::: Data extracts :::
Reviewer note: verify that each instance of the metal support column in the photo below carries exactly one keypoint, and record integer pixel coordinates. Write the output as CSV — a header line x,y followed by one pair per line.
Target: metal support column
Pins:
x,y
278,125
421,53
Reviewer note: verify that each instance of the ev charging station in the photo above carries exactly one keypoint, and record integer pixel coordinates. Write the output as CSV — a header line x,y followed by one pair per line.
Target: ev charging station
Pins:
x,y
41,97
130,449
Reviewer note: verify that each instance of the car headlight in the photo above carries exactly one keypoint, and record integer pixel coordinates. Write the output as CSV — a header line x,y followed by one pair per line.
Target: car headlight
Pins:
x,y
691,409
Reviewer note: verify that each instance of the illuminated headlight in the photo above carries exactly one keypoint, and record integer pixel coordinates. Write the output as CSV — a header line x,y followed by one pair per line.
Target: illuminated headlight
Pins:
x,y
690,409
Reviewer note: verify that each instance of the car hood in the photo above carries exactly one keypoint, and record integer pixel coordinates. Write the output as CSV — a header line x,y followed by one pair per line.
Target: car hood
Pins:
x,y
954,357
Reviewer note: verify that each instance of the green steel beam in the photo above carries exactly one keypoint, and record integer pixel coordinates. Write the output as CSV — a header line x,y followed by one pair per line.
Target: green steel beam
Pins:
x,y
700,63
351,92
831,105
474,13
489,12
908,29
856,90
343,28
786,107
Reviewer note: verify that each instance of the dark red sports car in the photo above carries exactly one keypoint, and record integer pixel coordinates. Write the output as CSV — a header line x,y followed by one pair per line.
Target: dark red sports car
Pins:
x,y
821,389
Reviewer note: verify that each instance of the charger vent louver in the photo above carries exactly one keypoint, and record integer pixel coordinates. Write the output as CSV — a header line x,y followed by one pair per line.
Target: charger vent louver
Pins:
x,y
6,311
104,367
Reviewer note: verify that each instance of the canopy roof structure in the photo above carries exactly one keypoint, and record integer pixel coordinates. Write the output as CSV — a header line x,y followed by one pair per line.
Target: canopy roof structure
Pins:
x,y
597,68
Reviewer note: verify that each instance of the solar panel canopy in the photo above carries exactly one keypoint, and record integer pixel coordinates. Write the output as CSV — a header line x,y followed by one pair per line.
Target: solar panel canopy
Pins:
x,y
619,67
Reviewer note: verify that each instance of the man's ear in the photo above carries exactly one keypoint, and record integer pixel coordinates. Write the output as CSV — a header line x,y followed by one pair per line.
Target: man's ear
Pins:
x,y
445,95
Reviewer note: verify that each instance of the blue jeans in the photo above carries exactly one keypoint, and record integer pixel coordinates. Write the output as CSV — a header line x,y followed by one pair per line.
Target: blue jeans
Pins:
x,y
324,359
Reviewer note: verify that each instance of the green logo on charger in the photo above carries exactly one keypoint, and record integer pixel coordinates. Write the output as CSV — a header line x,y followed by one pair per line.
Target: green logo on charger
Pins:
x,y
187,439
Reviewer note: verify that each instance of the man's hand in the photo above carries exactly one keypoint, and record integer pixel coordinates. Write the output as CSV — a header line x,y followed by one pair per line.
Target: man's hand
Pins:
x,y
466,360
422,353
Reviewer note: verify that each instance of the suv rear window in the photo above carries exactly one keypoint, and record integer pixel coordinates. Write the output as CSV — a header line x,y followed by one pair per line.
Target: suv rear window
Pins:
:::
State how many lines of the listing above include the word "structure". Give nothing but the number.

2